_Supplied information_
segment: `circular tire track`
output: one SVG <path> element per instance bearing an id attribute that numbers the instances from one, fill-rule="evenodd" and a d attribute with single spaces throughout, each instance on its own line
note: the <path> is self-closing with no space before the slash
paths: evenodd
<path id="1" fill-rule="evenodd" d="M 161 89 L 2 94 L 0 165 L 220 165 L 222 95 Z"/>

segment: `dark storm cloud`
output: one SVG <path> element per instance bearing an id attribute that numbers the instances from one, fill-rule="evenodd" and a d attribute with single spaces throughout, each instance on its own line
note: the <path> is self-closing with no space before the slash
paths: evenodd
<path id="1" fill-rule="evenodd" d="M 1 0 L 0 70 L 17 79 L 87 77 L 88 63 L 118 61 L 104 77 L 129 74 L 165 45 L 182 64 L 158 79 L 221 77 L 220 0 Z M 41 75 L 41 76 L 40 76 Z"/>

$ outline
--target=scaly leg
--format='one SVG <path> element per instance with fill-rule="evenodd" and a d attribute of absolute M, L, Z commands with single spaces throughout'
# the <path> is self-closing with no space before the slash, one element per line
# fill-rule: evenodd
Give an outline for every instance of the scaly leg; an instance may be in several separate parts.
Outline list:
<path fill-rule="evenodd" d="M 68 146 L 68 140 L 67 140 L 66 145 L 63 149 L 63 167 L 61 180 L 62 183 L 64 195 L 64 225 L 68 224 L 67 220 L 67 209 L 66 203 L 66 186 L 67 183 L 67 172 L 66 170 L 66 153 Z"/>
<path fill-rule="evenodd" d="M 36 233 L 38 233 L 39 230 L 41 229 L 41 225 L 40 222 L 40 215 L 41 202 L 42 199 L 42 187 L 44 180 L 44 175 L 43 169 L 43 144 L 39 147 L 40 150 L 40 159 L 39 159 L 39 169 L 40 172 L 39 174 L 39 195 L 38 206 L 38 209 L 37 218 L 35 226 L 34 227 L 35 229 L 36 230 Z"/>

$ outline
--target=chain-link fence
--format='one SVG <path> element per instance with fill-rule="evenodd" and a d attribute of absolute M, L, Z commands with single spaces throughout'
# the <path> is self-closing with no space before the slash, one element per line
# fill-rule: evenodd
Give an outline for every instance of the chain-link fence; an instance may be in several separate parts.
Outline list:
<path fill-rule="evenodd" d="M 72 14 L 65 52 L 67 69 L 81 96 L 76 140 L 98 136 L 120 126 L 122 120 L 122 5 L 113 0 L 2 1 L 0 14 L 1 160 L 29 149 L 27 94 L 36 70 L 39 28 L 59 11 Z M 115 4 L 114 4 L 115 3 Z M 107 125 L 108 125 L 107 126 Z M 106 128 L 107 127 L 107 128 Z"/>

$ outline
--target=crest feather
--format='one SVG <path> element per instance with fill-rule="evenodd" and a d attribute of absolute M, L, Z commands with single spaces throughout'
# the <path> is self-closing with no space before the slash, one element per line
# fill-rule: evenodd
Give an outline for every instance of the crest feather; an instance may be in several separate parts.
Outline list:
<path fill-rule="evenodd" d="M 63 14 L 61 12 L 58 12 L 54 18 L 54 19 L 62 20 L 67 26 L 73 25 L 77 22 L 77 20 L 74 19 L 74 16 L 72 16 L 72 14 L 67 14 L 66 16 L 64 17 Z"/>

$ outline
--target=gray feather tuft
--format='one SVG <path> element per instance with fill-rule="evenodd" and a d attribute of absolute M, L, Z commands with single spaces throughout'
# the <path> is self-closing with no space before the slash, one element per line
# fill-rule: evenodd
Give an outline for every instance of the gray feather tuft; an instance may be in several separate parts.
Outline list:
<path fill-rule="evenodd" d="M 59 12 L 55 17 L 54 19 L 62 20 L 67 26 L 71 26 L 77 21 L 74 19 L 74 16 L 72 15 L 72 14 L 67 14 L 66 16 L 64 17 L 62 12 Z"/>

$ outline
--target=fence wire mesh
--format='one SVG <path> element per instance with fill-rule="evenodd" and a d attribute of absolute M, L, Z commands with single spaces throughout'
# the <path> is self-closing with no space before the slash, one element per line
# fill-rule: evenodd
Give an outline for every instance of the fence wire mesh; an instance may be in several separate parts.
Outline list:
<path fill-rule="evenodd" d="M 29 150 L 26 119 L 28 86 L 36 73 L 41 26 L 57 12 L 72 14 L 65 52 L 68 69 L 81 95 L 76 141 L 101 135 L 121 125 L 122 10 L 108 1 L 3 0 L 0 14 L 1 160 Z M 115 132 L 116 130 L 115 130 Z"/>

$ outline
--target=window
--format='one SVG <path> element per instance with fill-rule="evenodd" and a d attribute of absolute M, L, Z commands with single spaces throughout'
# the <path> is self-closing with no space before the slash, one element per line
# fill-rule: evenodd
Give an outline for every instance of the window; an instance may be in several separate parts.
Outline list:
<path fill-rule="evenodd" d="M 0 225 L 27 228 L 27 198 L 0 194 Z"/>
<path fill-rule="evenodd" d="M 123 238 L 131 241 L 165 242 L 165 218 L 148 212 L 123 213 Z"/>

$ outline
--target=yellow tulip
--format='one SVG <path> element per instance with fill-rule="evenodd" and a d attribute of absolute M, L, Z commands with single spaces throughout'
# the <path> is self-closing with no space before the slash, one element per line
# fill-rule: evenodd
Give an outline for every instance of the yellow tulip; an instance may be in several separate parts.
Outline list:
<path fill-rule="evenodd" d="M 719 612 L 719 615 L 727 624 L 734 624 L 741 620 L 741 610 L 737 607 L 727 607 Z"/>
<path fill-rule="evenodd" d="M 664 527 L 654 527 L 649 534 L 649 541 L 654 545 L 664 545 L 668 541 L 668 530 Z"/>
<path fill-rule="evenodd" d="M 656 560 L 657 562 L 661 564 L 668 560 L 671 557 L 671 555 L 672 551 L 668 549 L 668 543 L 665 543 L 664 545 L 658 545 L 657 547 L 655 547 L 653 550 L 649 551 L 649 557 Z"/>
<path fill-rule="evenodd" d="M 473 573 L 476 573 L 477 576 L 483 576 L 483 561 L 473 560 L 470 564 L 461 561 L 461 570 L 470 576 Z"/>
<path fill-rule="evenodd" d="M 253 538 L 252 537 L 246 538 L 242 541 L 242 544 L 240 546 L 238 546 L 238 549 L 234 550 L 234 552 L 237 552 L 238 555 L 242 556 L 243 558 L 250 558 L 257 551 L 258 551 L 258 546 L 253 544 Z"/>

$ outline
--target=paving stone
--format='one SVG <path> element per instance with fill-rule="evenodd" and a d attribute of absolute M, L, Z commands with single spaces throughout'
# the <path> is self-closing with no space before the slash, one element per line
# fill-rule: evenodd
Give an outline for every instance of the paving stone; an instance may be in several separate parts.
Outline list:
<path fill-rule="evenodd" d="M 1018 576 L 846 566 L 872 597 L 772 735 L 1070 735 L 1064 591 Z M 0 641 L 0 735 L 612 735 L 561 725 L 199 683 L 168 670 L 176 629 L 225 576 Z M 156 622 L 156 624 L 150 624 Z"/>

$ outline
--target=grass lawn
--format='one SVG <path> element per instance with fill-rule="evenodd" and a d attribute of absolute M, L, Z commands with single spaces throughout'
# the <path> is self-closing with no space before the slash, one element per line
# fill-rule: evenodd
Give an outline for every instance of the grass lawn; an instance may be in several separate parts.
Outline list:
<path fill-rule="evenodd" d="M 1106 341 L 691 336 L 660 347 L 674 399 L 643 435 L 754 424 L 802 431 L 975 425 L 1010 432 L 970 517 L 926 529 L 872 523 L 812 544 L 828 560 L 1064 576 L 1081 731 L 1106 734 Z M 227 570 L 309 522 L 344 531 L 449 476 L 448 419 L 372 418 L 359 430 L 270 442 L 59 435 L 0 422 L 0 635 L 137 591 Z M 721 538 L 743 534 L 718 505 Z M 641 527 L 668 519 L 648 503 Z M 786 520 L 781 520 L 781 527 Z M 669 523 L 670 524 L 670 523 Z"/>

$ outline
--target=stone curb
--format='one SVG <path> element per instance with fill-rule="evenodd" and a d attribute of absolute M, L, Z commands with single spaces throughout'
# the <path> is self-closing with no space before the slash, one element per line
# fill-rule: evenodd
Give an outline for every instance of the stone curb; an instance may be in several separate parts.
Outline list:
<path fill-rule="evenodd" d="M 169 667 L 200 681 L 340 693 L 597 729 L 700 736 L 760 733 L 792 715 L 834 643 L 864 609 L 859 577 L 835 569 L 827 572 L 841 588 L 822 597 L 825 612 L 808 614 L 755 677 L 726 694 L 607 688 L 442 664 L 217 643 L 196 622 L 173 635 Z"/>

_Requirements_
Copy out the data above word for word, from its very beginning through the line that contains "0 165 L 220".

_Written answer_
segment: `circular tire track`
output: one SVG <path> element per instance bearing an id attribute that numbers the instances from one, fill-rule="evenodd" and a d attribute with single spaces throughout, each instance on its own line
note: the <path> is self-closing with no space before the slash
paths: evenodd
<path id="1" fill-rule="evenodd" d="M 161 89 L 2 94 L 0 165 L 220 165 L 222 95 Z"/>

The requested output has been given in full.